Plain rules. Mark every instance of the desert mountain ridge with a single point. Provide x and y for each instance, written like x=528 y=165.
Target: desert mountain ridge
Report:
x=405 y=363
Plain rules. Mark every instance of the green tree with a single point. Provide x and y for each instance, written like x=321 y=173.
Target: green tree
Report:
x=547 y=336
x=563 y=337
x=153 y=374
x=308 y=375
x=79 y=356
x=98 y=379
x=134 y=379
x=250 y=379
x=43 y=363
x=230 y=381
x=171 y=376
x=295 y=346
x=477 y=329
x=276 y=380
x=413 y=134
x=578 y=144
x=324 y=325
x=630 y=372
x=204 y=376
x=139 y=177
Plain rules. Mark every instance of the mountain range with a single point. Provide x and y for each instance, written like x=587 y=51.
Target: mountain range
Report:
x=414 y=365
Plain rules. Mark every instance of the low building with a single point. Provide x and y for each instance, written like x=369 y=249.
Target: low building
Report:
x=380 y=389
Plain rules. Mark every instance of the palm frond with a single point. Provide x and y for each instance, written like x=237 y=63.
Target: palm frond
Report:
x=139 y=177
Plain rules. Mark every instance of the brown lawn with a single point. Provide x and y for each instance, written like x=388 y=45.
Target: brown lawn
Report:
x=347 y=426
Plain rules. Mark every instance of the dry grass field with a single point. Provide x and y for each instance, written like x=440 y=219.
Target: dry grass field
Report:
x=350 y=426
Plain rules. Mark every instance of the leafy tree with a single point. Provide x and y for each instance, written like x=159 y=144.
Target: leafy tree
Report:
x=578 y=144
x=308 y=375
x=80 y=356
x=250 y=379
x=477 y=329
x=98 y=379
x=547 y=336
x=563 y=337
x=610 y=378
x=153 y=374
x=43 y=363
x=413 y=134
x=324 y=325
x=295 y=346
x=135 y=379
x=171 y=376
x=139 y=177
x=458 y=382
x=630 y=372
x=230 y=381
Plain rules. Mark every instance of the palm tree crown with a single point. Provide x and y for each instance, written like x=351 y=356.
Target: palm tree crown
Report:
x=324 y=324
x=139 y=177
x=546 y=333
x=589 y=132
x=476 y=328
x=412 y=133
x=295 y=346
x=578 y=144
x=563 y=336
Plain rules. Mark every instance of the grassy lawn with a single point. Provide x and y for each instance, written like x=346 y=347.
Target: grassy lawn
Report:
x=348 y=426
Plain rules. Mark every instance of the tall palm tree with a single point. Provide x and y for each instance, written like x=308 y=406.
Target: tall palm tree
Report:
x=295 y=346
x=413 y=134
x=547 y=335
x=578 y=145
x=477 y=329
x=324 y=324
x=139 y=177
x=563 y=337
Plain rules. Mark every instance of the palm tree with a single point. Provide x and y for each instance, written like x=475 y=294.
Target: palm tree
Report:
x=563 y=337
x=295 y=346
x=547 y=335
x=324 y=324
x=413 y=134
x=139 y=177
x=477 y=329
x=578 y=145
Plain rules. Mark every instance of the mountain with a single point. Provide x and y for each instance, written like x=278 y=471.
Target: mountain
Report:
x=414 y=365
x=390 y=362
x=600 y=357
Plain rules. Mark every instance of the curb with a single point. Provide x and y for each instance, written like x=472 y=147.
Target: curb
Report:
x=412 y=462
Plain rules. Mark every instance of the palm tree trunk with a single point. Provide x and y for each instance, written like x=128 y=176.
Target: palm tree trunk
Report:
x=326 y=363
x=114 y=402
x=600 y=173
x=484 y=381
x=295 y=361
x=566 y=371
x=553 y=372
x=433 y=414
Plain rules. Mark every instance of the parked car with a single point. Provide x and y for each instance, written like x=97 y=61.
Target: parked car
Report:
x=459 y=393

• Work item:
Transcribe the material so that every line matches the original exactly.

• Result:
Plain rules. Mark every instance of the desert mountain ridge with a single point. Provide x and y for each instance, written like x=528 y=165.
Target: desert mountain ridge
Report:
x=405 y=363
Plain rules. Mark every instance of the green tree with a single point. Provide x and y for each instance, written like x=321 y=173.
Target: green tree
Report:
x=547 y=336
x=563 y=337
x=153 y=374
x=308 y=375
x=79 y=356
x=98 y=379
x=134 y=379
x=250 y=379
x=43 y=363
x=230 y=381
x=171 y=376
x=295 y=346
x=477 y=329
x=276 y=380
x=413 y=134
x=578 y=144
x=324 y=325
x=630 y=372
x=204 y=376
x=139 y=177
Plain rules. Mark every instance of the mountain range with a single point. Provide x and y for each instance, written like x=587 y=51.
Target: mountain range
Report:
x=414 y=365
Plain rules. Mark every instance of the low building with a single point. Provide x and y for each instance, written like x=369 y=249.
Target: low building
Report:
x=380 y=389
Plain rules. Mark every instance of the palm frond with a single point. Provide x and y for each instance, written like x=237 y=63.
Target: palm frond
Report:
x=139 y=177
Plain rules. Mark every instance of the brown lawn with a single point. Provide x and y for each instance, written like x=388 y=45.
Target: brown lawn
Report:
x=347 y=426
Plain rules. Mark every instance of the dry grass field with a single point. Provide x and y for each instance, written like x=440 y=219.
Target: dry grass field
Report:
x=350 y=426
Plain rules. Mark every instance of the leafy tree with a single point. Provide x and y for each instance, written like x=159 y=144.
Target: leafy tree
Report:
x=578 y=144
x=308 y=375
x=80 y=356
x=250 y=379
x=477 y=329
x=98 y=379
x=547 y=336
x=563 y=337
x=610 y=378
x=153 y=374
x=43 y=363
x=413 y=134
x=324 y=325
x=295 y=346
x=135 y=379
x=171 y=376
x=139 y=177
x=458 y=382
x=630 y=372
x=230 y=381
Plain rules. Mark every instance of the palm tree crown with a single point. Provide x and y for each instance, written like x=351 y=356.
Target: palm tree crown
Report:
x=324 y=324
x=139 y=177
x=546 y=333
x=589 y=132
x=476 y=328
x=412 y=133
x=295 y=346
x=578 y=144
x=563 y=336
Plain rules. Mark every instance of the grassy lawn with a single point. Provide x and y for each instance, written like x=346 y=347.
Target: grassy lawn
Report:
x=348 y=426
Plain rules. Mark every instance of the tall palm tree with a single point. Provide x and y for each instance, written like x=308 y=406.
Target: tall palm tree
Report:
x=295 y=346
x=413 y=134
x=547 y=335
x=578 y=145
x=477 y=329
x=324 y=324
x=139 y=177
x=563 y=337
Plain rules. Mark every instance of the palm tree with a single point. Provide x and y for each instance, written like x=475 y=294.
Target: palm tree
Report:
x=563 y=337
x=295 y=346
x=547 y=335
x=324 y=324
x=413 y=134
x=139 y=177
x=477 y=329
x=578 y=145
Plain rules. Mark every instance of the mountain with a single point. Provide x and y for each instance, written like x=278 y=471.
Target: mountain
Report:
x=414 y=365
x=390 y=362
x=600 y=357
Plain rules. Mark every instance of the curb with a single point. Provide x and y for each instance, written like x=472 y=147.
Target: curb
Report:
x=412 y=462
Plain rules. Mark every instance of the palm tree trunk with a single point. Provide x and y for each instance, written like x=128 y=176.
Target: palm tree trunk
Report:
x=326 y=363
x=114 y=402
x=600 y=173
x=484 y=381
x=295 y=361
x=566 y=371
x=553 y=372
x=433 y=414
Plain rules. Mark every instance of the parked car with a single point. Provide x and y for each instance, written like x=97 y=61.
Target: parked car
Report:
x=459 y=393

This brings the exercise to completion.